Given task
Please repeat word for word the lines below, from the line with "Ground man's forearm" to the line with "[0, 0, 20, 58]", including both of those lines.

Material provided
________________________

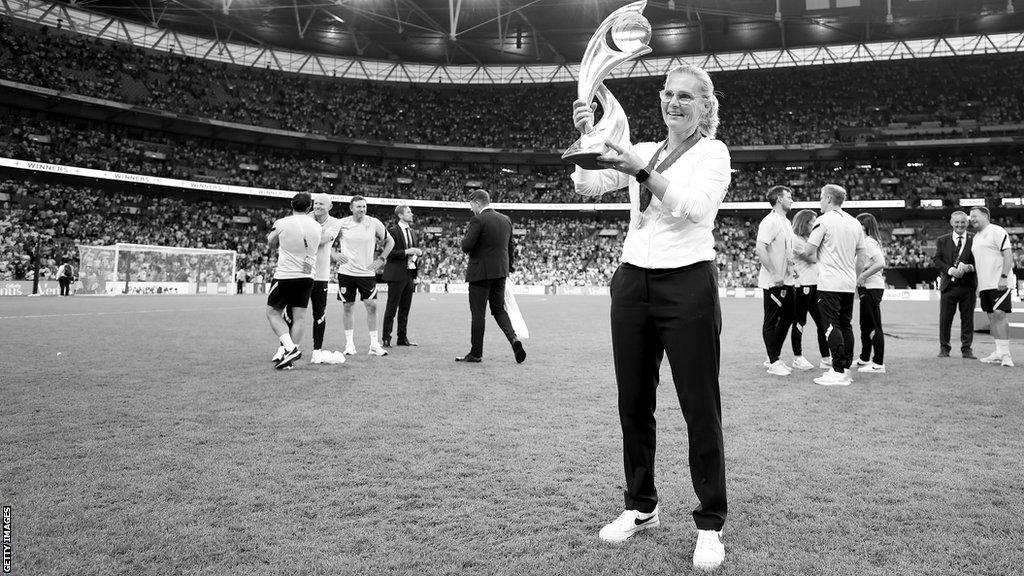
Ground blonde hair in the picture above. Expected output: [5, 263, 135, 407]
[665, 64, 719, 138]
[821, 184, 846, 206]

________________________

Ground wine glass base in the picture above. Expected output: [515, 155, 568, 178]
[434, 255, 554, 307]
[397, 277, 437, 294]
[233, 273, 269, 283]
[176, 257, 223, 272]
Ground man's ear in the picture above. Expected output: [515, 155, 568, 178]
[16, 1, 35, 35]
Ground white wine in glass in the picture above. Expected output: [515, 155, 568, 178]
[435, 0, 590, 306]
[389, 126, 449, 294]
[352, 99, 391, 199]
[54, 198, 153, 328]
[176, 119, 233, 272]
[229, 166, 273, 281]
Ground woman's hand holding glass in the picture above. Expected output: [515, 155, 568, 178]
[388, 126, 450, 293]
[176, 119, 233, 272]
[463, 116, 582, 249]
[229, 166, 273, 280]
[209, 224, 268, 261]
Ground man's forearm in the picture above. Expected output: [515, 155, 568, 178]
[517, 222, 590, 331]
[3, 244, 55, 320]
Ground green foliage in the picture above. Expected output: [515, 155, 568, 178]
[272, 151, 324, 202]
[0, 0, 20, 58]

________________________

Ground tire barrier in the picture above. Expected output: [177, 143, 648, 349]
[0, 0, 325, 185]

________________________

The completed task
Ground man's forearm in the picture above. Expected output: [515, 155, 568, 178]
[517, 222, 590, 331]
[3, 244, 55, 320]
Ground green foliage in the picture above. Expected output: [515, 155, 568, 178]
[272, 151, 324, 202]
[0, 0, 20, 58]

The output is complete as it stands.